Task requirements
Pick out every line in the records below that contains the word "ceiling", and copy each of those lines.

___ Provided data

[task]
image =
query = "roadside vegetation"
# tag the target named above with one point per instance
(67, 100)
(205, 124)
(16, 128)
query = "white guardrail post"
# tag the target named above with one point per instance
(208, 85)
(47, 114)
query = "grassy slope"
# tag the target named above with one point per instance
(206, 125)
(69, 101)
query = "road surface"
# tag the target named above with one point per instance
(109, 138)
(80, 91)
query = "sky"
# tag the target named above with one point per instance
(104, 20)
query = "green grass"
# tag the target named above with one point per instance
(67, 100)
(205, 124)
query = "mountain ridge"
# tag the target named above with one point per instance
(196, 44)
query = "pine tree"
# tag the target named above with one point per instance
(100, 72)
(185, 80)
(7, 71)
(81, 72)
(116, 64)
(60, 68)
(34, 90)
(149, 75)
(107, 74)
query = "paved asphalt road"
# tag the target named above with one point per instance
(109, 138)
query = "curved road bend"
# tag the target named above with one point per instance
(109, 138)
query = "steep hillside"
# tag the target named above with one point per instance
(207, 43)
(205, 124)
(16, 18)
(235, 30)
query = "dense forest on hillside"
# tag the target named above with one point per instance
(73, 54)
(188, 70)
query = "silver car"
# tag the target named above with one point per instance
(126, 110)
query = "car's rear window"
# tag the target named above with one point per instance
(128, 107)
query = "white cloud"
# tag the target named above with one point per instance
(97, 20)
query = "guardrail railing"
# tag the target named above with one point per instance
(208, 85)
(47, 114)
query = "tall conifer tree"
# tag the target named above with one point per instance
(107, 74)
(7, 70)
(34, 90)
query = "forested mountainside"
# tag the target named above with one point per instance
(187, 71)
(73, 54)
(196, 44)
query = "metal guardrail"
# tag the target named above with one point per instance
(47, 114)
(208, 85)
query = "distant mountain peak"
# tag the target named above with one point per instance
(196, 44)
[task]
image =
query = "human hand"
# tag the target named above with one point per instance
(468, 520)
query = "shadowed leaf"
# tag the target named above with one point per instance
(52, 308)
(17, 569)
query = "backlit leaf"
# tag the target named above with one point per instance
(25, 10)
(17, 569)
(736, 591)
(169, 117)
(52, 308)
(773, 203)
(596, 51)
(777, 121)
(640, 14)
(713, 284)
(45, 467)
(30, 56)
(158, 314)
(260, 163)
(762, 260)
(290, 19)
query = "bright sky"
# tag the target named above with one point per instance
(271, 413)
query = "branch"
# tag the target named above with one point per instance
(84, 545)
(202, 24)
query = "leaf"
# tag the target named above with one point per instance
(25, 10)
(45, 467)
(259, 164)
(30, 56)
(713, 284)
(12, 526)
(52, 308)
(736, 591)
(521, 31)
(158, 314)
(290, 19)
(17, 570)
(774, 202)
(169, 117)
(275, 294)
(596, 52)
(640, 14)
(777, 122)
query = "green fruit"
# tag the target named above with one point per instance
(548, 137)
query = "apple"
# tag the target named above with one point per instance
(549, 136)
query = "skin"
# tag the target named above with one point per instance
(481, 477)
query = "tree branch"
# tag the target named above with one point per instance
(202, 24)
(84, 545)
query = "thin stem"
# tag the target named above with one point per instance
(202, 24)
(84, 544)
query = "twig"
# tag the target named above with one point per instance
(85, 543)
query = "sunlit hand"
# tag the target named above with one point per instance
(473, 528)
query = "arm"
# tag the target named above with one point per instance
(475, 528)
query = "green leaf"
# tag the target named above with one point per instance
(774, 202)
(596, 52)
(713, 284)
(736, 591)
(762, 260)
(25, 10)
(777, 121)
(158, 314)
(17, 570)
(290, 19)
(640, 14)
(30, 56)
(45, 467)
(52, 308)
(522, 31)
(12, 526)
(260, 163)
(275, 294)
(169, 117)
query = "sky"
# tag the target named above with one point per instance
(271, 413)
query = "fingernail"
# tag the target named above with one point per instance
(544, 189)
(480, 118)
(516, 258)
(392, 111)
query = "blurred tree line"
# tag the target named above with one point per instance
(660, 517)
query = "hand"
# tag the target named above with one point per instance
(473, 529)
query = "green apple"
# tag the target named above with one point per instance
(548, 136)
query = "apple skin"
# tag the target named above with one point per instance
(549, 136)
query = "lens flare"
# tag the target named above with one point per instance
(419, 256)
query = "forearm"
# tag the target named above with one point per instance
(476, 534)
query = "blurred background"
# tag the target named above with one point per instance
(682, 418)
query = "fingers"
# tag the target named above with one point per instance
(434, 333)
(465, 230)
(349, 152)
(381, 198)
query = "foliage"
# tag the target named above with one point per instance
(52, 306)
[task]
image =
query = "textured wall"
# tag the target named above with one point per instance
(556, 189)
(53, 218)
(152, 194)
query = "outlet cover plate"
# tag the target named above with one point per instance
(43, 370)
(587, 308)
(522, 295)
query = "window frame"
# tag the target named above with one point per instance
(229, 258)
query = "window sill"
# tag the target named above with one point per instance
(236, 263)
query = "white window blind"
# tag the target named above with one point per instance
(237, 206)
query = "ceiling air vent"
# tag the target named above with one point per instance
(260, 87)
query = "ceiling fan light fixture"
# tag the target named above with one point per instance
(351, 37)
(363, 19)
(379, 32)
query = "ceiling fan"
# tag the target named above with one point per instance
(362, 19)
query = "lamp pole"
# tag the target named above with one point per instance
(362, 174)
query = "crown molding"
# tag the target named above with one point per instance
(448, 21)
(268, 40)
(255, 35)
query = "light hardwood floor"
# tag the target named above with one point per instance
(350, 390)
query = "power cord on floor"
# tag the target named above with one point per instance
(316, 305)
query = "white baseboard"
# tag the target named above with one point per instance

______

Answer for the task
query = "ceiling air vent"
query = "ceiling fan light fixture"
query = "ceiling fan"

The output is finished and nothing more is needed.